(Shape labeling records)
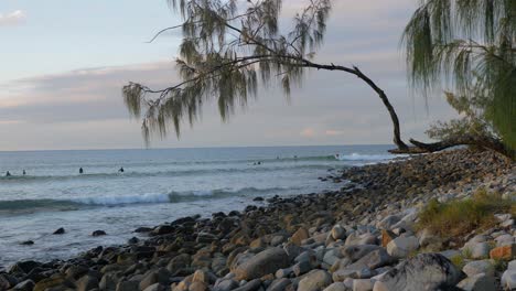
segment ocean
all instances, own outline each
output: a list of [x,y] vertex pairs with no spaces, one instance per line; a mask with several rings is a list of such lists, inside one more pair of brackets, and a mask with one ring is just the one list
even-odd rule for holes
[[[395,158],[387,152],[390,148],[0,152],[0,269],[19,260],[66,259],[97,246],[125,244],[142,226],[265,204],[254,202],[257,196],[336,190],[346,182],[318,177],[388,161]],[[7,171],[11,176],[4,176]],[[52,235],[60,227],[66,233]],[[97,229],[107,235],[93,237]],[[20,245],[25,240],[34,245]]]

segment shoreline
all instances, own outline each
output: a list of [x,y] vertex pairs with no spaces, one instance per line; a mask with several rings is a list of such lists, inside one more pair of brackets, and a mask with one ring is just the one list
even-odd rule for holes
[[[0,273],[0,290],[35,285],[34,290],[316,291],[331,284],[334,289],[329,290],[347,290],[350,284],[353,290],[355,281],[374,285],[379,279],[370,278],[384,274],[385,279],[398,263],[410,261],[408,256],[380,251],[386,247],[384,231],[397,229],[388,234],[391,239],[417,237],[411,226],[417,207],[432,197],[463,198],[481,186],[513,193],[515,169],[491,152],[469,150],[351,168],[325,177],[351,180],[341,191],[277,196],[265,206],[214,213],[211,219],[180,218],[139,229],[149,231],[147,239],[99,247],[67,261],[14,263]],[[388,217],[396,223],[386,225]],[[358,250],[351,251],[350,246]],[[368,266],[368,274],[350,268],[374,251],[393,261]],[[355,260],[358,254],[364,256]]]

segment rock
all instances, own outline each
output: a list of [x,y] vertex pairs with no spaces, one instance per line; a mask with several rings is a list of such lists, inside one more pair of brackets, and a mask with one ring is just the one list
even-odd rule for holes
[[150,233],[152,231],[152,228],[150,227],[138,227],[137,229],[135,229],[135,233]]
[[346,238],[345,246],[353,246],[353,245],[376,245],[377,238],[375,235],[370,233],[357,235],[356,233],[351,234]]
[[244,285],[237,288],[237,289],[234,289],[233,291],[256,291],[258,289],[260,289],[261,287],[261,280],[260,279],[255,279],[255,280],[251,280],[247,283],[245,283]]
[[485,273],[487,277],[495,276],[495,267],[491,260],[470,261],[462,268],[462,271],[467,274],[467,277],[473,277],[479,273]]
[[395,258],[406,258],[418,248],[419,240],[417,237],[397,237],[387,245],[387,252]]
[[295,277],[300,277],[301,274],[304,274],[310,270],[312,270],[312,263],[305,260],[298,262],[292,267],[292,271],[295,274]]
[[249,258],[232,271],[236,280],[252,280],[287,268],[289,262],[289,256],[283,249],[270,248]]
[[395,233],[390,230],[383,229],[381,230],[381,247],[387,247],[387,245],[395,239],[397,236]]
[[267,288],[267,291],[283,291],[287,289],[287,287],[291,285],[292,281],[290,281],[287,278],[281,278],[278,280],[275,280],[269,288]]
[[398,215],[388,215],[381,222],[378,223],[379,229],[391,230],[393,226],[401,220],[401,217]]
[[308,233],[307,228],[301,227],[292,235],[292,237],[290,237],[290,240],[294,245],[301,246],[302,241],[304,239],[307,239],[307,238],[309,238],[309,233]]
[[187,254],[181,254],[176,256],[175,258],[171,259],[170,262],[166,265],[166,269],[171,273],[176,273],[179,270],[182,268],[185,268],[190,266],[192,259],[190,258],[190,255]]
[[495,238],[495,240],[497,247],[508,246],[515,242],[515,239],[512,235],[502,235]]
[[105,273],[100,279],[99,288],[100,290],[115,290],[117,289],[118,274],[116,272]]
[[139,291],[138,281],[122,281],[117,284],[116,291]]
[[[146,289],[141,289],[143,291],[165,291],[165,287],[160,284],[160,283],[155,283],[155,284],[151,284],[149,285],[148,288]],[[197,290],[192,290],[192,291],[197,291]]]
[[64,233],[65,233],[64,228],[60,227],[53,233],[53,235],[63,235]]
[[477,273],[473,277],[459,282],[456,285],[464,291],[496,291],[496,280],[493,276],[486,276],[485,273]]
[[443,256],[420,254],[385,273],[375,282],[374,291],[436,290],[455,285],[461,277],[461,271]]
[[98,288],[98,279],[86,274],[83,276],[76,283],[77,291],[88,291]]
[[235,280],[223,280],[215,284],[214,291],[230,291],[238,288],[238,282]]
[[516,289],[516,270],[507,269],[502,274],[502,288],[504,290],[515,290]]
[[370,279],[353,280],[353,291],[373,291],[374,282]]
[[95,231],[92,233],[92,236],[95,236],[95,237],[105,236],[105,235],[107,235],[107,234],[104,230],[95,230]]
[[326,287],[323,291],[347,291],[347,287],[343,282],[335,282]]
[[17,290],[17,291],[32,291],[32,289],[34,288],[35,283],[34,281],[32,280],[25,280],[23,282],[20,282],[18,283],[13,290]]
[[313,270],[299,281],[298,291],[320,291],[331,283],[330,273],[323,270]]
[[64,278],[62,277],[53,277],[53,278],[43,279],[34,285],[34,291],[45,291],[46,289],[61,285],[63,282],[64,282]]
[[332,228],[332,231],[330,234],[331,234],[332,238],[335,239],[335,240],[346,238],[346,229],[344,229],[344,227],[342,227],[341,225],[335,225]]
[[342,252],[346,258],[348,258],[352,262],[355,262],[362,259],[367,254],[380,249],[381,247],[376,245],[359,245],[359,246],[345,246],[342,249]]
[[512,260],[516,258],[516,244],[494,248],[490,251],[490,257],[494,260]]

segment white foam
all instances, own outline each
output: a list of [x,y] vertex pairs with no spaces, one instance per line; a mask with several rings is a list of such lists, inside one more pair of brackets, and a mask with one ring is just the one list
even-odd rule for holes
[[405,154],[361,154],[361,153],[352,153],[352,154],[335,154],[335,159],[340,161],[386,161],[393,160],[395,158],[402,158],[407,157]]
[[99,196],[75,198],[74,202],[88,205],[120,205],[138,203],[166,203],[170,202],[169,194],[144,194],[127,196]]

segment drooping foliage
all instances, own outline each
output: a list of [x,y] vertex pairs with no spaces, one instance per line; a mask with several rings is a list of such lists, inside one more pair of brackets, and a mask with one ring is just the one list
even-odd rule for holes
[[[166,134],[171,126],[180,134],[183,120],[192,125],[208,99],[217,100],[227,119],[257,95],[259,82],[278,80],[289,95],[291,84],[316,66],[311,60],[324,39],[331,10],[330,0],[307,0],[283,34],[282,0],[168,1],[184,20],[176,60],[181,82],[159,90],[130,83],[122,90],[130,114],[143,115],[147,141],[153,132]],[[356,74],[342,68],[346,69]]]
[[402,43],[415,88],[469,103],[482,91],[483,116],[516,149],[516,0],[420,0]]

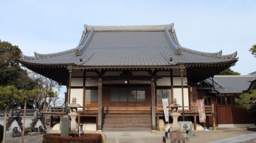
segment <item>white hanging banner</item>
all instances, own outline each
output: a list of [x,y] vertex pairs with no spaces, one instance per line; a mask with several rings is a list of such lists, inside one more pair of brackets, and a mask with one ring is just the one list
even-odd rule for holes
[[167,108],[168,106],[168,99],[162,99],[163,101],[163,113],[164,113],[164,117],[166,118],[166,122],[169,121],[169,108]]

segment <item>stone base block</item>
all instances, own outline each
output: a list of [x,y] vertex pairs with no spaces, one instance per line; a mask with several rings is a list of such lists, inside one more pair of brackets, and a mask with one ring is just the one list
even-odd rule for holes
[[157,134],[157,132],[156,132],[156,130],[151,130],[151,132],[150,132],[151,134]]

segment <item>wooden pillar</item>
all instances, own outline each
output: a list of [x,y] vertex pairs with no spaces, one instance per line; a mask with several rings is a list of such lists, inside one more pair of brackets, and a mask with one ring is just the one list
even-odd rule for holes
[[81,118],[81,116],[80,116],[80,114],[79,114],[78,116],[77,117],[77,124],[78,124],[78,125],[80,125],[80,118]]
[[151,81],[152,130],[156,130],[156,92],[154,78]]
[[197,130],[197,114],[194,114],[194,130]]
[[68,66],[66,68],[69,70],[69,103],[70,103],[70,95],[71,93],[71,74],[72,74],[72,70],[73,70],[73,68],[72,66]]
[[182,99],[182,120],[185,121],[185,112],[184,112],[184,93],[183,91],[183,72],[184,69],[184,65],[183,64],[180,64],[180,72],[181,75],[181,96]]
[[102,130],[102,80],[101,77],[99,79],[98,86],[98,118],[97,118],[97,130]]
[[214,131],[216,130],[216,125],[215,124],[215,118],[214,118],[214,105],[211,105],[212,107],[212,129]]
[[156,115],[156,122],[157,125],[156,126],[156,130],[159,131],[159,115]]

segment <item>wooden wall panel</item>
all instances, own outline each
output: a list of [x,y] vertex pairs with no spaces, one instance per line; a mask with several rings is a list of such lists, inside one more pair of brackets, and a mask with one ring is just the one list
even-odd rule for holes
[[110,107],[110,88],[102,88],[102,105],[104,107]]
[[128,102],[128,110],[136,110],[137,109],[136,102]]
[[218,106],[218,123],[254,123],[255,113],[249,113],[239,106]]

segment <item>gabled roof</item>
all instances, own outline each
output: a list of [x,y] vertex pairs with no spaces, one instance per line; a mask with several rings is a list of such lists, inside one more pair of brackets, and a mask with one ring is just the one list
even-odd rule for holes
[[182,47],[173,24],[150,26],[85,26],[72,49],[50,54],[35,52],[22,62],[78,66],[147,66],[221,63],[237,60],[236,53],[222,55]]
[[[255,75],[252,73],[246,75],[215,75],[214,84],[215,90],[220,93],[242,93],[256,81]],[[204,81],[212,86],[211,77]]]
[[[37,109],[26,109],[26,116],[31,116],[34,115],[35,112],[38,111]],[[10,113],[9,111],[7,112],[7,116],[9,116],[9,114]],[[4,116],[4,110],[0,110],[0,116]],[[24,116],[24,109],[20,109],[20,116]]]
[[22,55],[28,69],[66,84],[66,67],[81,69],[189,68],[190,81],[197,83],[234,65],[236,52],[222,55],[182,47],[173,23],[147,26],[84,25],[78,46],[68,50],[35,56]]

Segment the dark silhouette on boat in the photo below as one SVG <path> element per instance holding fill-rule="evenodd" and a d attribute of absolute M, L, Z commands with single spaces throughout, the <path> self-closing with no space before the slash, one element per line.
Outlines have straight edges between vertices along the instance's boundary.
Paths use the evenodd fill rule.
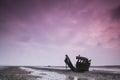
<path fill-rule="evenodd" d="M 65 56 L 66 57 L 64 61 L 72 71 L 75 71 L 75 72 L 89 71 L 91 60 L 88 60 L 88 58 L 81 57 L 80 55 L 76 56 L 77 62 L 76 62 L 76 67 L 74 67 L 68 55 L 65 55 Z"/>

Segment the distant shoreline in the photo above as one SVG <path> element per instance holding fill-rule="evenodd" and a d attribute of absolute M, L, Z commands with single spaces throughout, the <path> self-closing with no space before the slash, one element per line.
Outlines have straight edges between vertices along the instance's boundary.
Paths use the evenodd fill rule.
<path fill-rule="evenodd" d="M 59 74 L 65 75 L 66 78 L 77 77 L 77 78 L 80 78 L 80 80 L 84 80 L 84 79 L 85 80 L 119 80 L 120 79 L 120 74 L 108 73 L 106 71 L 94 70 L 94 71 L 88 71 L 84 73 L 78 73 L 78 72 L 73 72 L 71 70 L 58 70 L 58 69 L 49 69 L 49 68 L 36 68 L 35 66 L 22 66 L 23 68 L 28 68 L 29 70 L 33 69 L 32 71 L 25 71 L 25 70 L 22 70 L 20 67 L 21 66 L 16 66 L 16 67 L 10 66 L 8 68 L 1 69 L 0 80 L 20 80 L 20 79 L 21 80 L 29 80 L 29 79 L 34 80 L 37 78 L 42 78 L 44 71 L 47 71 L 49 73 L 52 73 L 52 72 L 59 73 Z M 43 74 L 38 73 L 39 76 L 30 75 L 34 71 L 39 72 L 41 70 L 43 70 L 42 71 Z M 52 74 L 49 74 L 49 75 L 52 75 Z M 84 79 L 81 79 L 81 78 L 84 78 Z"/>

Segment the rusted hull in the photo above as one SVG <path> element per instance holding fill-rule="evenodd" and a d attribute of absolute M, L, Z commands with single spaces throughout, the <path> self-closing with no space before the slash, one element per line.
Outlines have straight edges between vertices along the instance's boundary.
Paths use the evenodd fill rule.
<path fill-rule="evenodd" d="M 76 67 L 73 66 L 70 58 L 66 55 L 65 58 L 65 63 L 68 65 L 68 67 L 75 72 L 84 72 L 84 71 L 89 71 L 90 67 L 90 62 L 76 62 Z"/>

STATED GOAL ▸ Reproduce precisely the span of lines that begins at the line containing "Segment the rusted" and ends with the last line of the listing.

RESPONSE TO THIS TASK ▸
Segment the rusted hull in the photo above as one SVG <path> element per instance holding fill-rule="evenodd" and a d attribute of absolute M, L, Z commands with single spaces throughout, the <path> self-closing with no space before the slash, one element per line.
Outlines have straight edges between vertices along the instance's boundary.
Paths use the evenodd fill rule.
<path fill-rule="evenodd" d="M 76 67 L 73 66 L 70 58 L 66 55 L 65 58 L 65 63 L 68 65 L 68 67 L 75 72 L 84 72 L 84 71 L 89 71 L 90 67 L 90 62 L 76 62 Z"/>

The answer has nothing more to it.